### Problem statement
A faithful copy of every record is needed here. Images must not appear in it.

### Provided entries
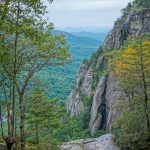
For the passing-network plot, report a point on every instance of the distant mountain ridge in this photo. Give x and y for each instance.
(73, 39)
(98, 35)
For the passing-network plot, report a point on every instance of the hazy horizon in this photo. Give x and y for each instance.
(85, 13)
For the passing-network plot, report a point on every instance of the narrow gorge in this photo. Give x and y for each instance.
(97, 91)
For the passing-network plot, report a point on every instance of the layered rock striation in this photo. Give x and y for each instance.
(106, 94)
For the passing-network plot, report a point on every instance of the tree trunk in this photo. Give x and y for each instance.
(9, 142)
(37, 134)
(22, 121)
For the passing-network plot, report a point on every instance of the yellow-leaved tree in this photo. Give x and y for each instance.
(131, 65)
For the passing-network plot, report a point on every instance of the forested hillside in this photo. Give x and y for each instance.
(60, 80)
(38, 67)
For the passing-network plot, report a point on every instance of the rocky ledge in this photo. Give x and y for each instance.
(105, 142)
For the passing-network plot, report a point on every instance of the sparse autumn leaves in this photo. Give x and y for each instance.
(131, 65)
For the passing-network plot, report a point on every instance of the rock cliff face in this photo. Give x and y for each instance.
(106, 94)
(105, 142)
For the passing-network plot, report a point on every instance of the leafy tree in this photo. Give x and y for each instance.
(132, 68)
(43, 116)
(27, 46)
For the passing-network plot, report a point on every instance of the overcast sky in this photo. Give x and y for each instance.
(81, 13)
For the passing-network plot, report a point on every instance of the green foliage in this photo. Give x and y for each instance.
(129, 129)
(75, 128)
(131, 65)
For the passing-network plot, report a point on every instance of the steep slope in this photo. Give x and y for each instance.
(105, 142)
(101, 88)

### Written answer
For the passing-network plot, report a point on every instance of the distant mountain ridge in this photo. Give x and y for each instance.
(73, 39)
(98, 35)
For the passing-network plot, report a point on every instance of the hazy horizon in this photo. Give x and y for each instance.
(85, 13)
For the passing-network plot, report a point on every instance of the narrow gorge in this photo. Give x and y for each instance.
(97, 91)
For the passing-network plot, report a point on every instance of the layered rock striation in this photo. Give x and y for each instance.
(106, 94)
For the passing-network plot, report a point on every instance of the tree trunk in this photo. Give x and y for each instance.
(9, 142)
(37, 134)
(22, 121)
For the passing-network plot, report a point on every instance of the yellow-leaved tree in this photo. Give x and y for each instance.
(131, 65)
For the passing-network plot, report a point on every instance of the forested hillside in this photo. Give x and y for each instance.
(60, 80)
(38, 67)
For the passing-network plot, report a point on every instance of the rocky ledge in this photo. Give x and y for each instance.
(105, 142)
For the passing-network plot, report a point on every instance of the sparse autumn leaves in this photo. Give x and y for each instance.
(131, 65)
For the passing-network plot, report a point on every instance of the rock cliff face in this photo. Give x and y for each instance.
(106, 94)
(105, 142)
For the passing-network plot, report a point on every instance of the leafy tree in this photo. Give x and y for each instance.
(132, 68)
(43, 116)
(27, 46)
For the passing-network plot, report a point on every instance of the overcast sky in this photo. Give x and y for each instance.
(81, 13)
For the passing-network plot, report a point on every instance of the green foliage in this photo. Give x and y for each instance.
(129, 129)
(75, 128)
(131, 65)
For the passing-network plot, report a point on every instance of the steep slope in this photo. Give x and y for each instance.
(105, 142)
(101, 88)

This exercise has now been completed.